◆ Apply what you read:
**1)** According to the researcher profile, in what year did Dr. Hull join RTI?
**2)** Extend the researcher profile past its final sentence.

◆ Passage:
┌────────

Kineka Hull is a public health researcher with expertise in studying risk behaviors among adolescents and youth, sexuality and contraceptive use among African American Women, and working with diverse, underserved, vulnerable, and rural populations. She has led studies focusing on comprehensive sexual and reproductive health, pregnancy prevention, healthy communication, and COVID-19. Dr. Hull conducts her work through classroom-based and virtual interventions, focus groups, curricula development, program design and evaluation, and secondary data analysis.  

Since joining RTI in 2021, Dr. Hull has been a part of a team to evaluate healthcare disparities and health service deliveries among adolescents and young adults. She also provides training and offers technical expertise for projects supporting adolescent pregnancy prevention programs. In addition, Dr. Hull is part of a team that develops and implements a youth-centered social media campaign that promotes goal setting, healthy relationships, and healthy decision-making and develops and provides educational activities and resources for youth-serving professionals. Dr. Hull also moderates focus groups on determining African American women's contraceptive preferences.

└────────

(Natural-language object grounding data)
┌────────

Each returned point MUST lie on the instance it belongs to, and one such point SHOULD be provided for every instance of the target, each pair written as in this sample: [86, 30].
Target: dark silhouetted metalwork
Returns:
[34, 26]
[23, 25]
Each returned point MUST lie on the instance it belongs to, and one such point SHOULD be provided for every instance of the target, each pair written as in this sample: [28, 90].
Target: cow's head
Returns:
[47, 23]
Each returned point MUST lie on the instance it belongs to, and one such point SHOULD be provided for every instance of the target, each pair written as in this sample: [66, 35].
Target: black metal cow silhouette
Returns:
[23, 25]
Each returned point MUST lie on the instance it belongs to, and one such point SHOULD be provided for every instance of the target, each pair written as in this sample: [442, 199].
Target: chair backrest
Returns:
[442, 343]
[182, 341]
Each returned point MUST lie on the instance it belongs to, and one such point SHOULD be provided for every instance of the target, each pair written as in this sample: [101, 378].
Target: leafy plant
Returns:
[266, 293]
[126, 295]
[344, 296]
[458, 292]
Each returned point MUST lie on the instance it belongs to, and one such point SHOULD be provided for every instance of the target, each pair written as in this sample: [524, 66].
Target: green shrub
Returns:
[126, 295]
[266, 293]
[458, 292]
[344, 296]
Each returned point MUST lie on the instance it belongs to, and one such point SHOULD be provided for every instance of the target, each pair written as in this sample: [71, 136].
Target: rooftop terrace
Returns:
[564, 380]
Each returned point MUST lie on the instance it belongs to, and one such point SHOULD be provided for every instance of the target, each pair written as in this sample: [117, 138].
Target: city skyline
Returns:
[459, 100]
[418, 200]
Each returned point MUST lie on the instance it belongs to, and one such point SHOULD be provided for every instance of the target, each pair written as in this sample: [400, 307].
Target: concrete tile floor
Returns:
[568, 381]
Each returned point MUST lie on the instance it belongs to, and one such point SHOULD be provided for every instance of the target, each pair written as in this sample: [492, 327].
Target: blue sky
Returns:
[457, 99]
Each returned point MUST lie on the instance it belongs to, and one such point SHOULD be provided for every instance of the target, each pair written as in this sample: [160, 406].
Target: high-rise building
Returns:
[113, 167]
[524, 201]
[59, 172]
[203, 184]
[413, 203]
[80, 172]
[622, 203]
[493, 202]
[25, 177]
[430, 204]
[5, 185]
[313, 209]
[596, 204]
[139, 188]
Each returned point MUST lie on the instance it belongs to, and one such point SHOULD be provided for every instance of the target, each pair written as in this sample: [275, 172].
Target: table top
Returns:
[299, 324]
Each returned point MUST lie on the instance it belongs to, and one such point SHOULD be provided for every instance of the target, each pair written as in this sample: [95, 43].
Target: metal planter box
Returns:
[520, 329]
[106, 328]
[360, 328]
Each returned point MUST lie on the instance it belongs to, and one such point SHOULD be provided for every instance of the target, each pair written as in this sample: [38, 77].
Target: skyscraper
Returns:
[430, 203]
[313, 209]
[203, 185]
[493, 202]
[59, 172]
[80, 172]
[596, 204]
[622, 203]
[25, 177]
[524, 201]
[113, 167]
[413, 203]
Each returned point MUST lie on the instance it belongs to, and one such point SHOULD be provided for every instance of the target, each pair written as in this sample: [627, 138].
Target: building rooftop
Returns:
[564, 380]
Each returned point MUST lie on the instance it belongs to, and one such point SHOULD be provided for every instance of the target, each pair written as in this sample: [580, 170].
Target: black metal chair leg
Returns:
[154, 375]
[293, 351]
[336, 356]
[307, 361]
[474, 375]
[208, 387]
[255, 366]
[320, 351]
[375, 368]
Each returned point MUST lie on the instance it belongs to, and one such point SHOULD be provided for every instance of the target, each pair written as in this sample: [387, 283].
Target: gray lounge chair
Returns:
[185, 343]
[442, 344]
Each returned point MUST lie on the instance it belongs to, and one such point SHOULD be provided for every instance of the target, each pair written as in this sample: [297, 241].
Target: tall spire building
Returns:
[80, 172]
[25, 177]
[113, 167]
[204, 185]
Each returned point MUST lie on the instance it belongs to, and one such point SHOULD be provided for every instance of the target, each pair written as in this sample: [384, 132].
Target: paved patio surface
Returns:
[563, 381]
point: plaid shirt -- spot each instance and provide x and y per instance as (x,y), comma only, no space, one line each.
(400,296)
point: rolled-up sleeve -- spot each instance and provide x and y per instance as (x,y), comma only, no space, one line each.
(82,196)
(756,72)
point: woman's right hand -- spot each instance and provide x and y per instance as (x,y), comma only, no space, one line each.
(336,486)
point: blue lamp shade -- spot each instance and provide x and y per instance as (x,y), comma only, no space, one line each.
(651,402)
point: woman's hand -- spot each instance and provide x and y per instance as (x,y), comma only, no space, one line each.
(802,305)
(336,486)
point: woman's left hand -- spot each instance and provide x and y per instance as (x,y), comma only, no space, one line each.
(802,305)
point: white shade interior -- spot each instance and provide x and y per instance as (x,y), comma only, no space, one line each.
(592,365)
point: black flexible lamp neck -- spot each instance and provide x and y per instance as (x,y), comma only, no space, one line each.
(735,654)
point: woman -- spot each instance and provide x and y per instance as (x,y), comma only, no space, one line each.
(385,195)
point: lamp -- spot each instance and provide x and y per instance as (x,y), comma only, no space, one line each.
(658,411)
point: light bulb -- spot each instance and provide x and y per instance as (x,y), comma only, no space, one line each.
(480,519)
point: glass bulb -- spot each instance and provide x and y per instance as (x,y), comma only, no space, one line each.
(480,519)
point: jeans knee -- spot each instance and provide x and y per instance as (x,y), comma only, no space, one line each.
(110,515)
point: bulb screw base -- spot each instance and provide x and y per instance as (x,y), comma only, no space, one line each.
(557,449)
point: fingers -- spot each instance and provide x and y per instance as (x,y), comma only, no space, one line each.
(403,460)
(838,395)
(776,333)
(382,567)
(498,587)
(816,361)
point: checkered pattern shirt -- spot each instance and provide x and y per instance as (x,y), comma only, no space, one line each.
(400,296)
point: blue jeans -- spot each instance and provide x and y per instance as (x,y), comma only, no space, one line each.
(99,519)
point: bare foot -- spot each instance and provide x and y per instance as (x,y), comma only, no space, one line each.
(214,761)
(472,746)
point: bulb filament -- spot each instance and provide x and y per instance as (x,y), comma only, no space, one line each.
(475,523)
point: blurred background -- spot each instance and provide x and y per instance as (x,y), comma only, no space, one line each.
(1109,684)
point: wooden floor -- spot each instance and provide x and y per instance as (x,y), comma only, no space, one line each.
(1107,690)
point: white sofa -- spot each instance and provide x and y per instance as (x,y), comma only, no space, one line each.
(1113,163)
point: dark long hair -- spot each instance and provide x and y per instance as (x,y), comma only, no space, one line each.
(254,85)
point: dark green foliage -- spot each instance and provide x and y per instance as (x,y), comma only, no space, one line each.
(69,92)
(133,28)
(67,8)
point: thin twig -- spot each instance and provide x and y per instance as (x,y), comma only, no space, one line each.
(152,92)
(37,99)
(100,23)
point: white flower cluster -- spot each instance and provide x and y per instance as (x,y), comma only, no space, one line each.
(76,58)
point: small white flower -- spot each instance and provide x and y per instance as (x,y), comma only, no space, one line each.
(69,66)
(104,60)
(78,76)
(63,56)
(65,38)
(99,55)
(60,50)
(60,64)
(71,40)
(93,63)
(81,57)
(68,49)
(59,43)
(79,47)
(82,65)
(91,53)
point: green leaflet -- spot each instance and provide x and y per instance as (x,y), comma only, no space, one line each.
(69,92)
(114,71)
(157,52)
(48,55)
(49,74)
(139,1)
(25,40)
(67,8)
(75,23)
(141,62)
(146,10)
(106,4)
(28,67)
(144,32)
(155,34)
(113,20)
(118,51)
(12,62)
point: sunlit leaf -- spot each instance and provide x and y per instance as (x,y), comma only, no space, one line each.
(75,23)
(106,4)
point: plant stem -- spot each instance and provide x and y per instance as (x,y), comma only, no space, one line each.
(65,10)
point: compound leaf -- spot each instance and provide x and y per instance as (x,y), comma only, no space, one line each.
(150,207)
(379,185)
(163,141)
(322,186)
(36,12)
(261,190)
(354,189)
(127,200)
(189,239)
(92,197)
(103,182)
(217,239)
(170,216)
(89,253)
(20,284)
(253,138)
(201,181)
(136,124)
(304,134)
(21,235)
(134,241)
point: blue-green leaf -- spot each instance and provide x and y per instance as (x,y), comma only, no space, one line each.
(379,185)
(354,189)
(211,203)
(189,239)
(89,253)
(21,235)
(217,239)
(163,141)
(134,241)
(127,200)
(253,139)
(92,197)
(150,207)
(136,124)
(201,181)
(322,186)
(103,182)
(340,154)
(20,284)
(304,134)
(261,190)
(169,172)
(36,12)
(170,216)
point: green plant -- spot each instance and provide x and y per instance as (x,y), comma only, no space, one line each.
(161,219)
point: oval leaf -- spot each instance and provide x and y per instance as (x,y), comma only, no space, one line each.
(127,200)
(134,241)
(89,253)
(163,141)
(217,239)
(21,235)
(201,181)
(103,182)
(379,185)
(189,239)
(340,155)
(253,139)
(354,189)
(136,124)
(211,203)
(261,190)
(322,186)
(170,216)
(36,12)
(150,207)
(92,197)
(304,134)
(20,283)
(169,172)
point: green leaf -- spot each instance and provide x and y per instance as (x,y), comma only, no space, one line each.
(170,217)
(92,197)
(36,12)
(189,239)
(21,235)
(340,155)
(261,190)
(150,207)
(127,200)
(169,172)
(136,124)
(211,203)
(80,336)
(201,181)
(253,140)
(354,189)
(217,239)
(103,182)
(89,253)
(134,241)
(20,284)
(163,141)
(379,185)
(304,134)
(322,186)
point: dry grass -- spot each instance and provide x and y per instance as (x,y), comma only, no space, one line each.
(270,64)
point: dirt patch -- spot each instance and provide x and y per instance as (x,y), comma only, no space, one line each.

└────────

◆ Task answers:
**1)** 2021

**2)**
Before joining RTI, Dr. Hull served as principal investigator for a North Carolina Department of Health and Human Services Teen Pregnancy Prevention Initiative funded project that organized 13 youth-serving stakeholders and provided county-wide sexual health education to sixth to ninth graders. This project reduced the county's teen pregnancy rate from third to 10th in the State over a four-year time frame. She was awarded the 2018 Lisa Clarke Bridge Builder Award for her work based on impact, establishing communication between multiple health-serving agencies, health disparity reduction, moving best practices from theory to action, and increasing advocacy for women, children, and families. Dr. Hull also led a Historically Black Colleges and Universities (HBCU) community-based intervention to increase the diversity of COVID-19 contact tracers. Her project trained and employed 32 diverse, culturally competent, and responsive contact tracers and health coaches to assist with the North Carolina COVID-19 response.

Dr. Hull has over 20 years of experience teaching in higher education and still serves as an adjunct faculty member at Winston-Salem State University and Walden University. She is a member of the American Association of Sexuality Educators, Counselors and Therapists, the American Evaluation Association, the American Public Health Association, the Association of University Programs in Health Administration, the Council of State and Territorial Epidemiologists, and the Society for College and University Planning.